RECORDS TO PROCESS »
• • •

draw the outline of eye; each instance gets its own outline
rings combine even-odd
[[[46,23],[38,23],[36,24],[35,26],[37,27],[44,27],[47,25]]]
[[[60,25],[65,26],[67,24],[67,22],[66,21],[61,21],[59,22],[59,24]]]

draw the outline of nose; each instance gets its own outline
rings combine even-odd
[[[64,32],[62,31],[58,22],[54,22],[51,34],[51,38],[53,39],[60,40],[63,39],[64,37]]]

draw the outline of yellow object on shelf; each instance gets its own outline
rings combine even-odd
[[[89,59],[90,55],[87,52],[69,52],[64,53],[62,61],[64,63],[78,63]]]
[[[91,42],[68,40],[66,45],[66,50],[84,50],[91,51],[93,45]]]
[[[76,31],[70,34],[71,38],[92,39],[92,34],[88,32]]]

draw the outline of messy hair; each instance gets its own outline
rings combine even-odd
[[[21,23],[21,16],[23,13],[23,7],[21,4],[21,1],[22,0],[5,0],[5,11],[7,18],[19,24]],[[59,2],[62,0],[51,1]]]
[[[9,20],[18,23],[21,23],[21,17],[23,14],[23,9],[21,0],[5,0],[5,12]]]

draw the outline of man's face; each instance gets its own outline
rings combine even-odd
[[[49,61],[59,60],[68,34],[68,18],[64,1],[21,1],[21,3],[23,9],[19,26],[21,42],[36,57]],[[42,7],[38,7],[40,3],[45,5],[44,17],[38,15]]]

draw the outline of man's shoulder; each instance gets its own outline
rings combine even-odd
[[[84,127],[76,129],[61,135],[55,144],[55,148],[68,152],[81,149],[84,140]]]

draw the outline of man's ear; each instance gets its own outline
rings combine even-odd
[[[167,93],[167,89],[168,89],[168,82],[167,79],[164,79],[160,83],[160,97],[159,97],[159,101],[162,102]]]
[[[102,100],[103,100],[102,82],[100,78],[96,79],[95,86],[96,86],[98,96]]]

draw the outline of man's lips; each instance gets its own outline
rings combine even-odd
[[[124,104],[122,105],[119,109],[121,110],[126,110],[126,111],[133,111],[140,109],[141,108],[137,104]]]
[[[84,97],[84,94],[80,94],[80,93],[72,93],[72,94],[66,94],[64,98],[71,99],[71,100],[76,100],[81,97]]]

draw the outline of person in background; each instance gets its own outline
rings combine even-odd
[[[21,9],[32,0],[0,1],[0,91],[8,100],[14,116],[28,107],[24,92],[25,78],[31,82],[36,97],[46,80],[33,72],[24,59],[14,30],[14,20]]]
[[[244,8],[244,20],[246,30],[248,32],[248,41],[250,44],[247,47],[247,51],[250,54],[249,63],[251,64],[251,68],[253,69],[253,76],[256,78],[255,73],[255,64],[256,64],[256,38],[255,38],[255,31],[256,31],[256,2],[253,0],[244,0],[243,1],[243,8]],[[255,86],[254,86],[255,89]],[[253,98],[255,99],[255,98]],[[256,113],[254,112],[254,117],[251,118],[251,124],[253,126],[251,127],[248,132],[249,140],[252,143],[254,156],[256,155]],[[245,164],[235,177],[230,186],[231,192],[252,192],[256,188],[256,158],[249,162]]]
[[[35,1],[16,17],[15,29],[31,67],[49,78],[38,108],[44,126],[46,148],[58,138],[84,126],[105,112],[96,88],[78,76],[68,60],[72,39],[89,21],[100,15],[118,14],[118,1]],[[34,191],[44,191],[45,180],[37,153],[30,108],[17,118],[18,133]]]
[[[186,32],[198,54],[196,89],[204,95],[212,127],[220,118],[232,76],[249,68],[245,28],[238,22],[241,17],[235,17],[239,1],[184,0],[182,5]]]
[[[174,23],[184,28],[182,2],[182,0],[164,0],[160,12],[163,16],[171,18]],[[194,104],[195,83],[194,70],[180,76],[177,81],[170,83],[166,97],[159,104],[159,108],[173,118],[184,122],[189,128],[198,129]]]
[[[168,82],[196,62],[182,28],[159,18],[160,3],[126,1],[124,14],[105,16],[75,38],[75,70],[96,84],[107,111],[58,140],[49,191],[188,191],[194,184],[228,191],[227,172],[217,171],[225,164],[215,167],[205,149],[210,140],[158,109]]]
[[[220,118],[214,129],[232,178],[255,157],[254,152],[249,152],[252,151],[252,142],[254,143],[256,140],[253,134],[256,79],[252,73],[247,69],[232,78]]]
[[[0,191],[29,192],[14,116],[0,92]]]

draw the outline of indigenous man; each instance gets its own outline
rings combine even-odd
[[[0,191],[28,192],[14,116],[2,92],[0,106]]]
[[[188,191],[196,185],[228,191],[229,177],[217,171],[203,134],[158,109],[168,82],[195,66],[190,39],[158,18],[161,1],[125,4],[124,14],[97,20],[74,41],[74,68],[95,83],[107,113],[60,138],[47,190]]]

• • •

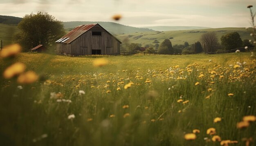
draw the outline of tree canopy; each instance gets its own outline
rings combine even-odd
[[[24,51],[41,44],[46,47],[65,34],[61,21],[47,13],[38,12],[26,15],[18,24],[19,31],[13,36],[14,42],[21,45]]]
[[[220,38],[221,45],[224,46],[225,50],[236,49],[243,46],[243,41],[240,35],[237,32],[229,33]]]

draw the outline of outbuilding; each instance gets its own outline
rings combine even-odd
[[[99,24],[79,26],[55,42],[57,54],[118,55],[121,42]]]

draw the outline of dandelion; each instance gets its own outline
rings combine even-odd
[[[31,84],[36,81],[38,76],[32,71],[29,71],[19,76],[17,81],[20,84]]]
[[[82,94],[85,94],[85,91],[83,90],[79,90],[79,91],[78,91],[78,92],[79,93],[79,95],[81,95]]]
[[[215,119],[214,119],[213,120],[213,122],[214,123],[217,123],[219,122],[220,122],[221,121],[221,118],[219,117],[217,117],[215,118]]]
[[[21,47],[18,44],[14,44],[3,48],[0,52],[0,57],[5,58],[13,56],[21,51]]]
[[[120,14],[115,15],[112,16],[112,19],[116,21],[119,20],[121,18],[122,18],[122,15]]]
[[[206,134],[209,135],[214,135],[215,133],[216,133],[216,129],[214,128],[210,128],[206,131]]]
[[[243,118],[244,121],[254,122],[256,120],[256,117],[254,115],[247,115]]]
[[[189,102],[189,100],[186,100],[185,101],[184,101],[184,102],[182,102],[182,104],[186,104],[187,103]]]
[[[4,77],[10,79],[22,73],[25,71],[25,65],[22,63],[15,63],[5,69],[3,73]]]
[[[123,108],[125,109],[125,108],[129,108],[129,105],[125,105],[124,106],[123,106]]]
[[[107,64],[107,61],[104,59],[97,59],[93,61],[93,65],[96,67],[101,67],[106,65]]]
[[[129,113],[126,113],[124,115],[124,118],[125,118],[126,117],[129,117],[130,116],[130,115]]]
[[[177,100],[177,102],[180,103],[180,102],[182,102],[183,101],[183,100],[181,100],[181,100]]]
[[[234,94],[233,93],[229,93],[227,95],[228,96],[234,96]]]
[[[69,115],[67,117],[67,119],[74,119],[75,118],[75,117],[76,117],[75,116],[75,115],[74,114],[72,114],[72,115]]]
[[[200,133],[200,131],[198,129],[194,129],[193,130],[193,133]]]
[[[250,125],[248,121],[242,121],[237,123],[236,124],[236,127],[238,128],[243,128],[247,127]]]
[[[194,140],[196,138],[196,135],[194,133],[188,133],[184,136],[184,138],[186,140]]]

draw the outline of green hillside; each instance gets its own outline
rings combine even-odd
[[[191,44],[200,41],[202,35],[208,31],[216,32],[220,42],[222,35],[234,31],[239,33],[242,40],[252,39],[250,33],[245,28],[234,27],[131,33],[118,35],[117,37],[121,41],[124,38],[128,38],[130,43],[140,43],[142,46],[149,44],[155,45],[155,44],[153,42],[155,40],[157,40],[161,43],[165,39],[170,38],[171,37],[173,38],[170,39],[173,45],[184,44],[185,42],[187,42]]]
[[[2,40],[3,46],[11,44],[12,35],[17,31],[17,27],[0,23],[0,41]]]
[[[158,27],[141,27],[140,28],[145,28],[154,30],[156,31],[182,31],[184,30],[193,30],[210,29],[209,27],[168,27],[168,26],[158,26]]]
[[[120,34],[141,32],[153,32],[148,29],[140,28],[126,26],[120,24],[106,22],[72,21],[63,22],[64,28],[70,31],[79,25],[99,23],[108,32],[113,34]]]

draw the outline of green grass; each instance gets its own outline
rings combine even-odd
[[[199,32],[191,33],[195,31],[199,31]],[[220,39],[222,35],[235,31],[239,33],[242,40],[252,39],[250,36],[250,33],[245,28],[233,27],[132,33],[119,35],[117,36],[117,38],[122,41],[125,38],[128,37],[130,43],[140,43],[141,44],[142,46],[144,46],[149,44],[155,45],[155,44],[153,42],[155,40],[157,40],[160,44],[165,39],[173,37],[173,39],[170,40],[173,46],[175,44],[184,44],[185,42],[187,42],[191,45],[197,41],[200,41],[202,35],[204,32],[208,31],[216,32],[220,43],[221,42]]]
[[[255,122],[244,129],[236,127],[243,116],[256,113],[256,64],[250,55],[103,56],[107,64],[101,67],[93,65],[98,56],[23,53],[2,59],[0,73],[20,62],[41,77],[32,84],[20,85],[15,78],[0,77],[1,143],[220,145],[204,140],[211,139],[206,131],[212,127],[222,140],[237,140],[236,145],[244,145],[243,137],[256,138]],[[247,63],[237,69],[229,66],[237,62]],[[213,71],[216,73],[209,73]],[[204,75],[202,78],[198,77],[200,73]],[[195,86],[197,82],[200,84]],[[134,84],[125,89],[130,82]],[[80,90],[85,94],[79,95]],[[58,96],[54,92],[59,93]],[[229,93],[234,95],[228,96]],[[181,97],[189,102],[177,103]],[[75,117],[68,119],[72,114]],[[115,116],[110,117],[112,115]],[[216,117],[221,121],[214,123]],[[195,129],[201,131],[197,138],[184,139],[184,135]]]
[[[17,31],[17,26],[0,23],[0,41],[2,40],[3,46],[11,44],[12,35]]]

• • •

WRITTEN PROBLEM »
Count the lines in the items above that contain the word "green". Reply with the number only.

ANSWER TO THE TASK »
2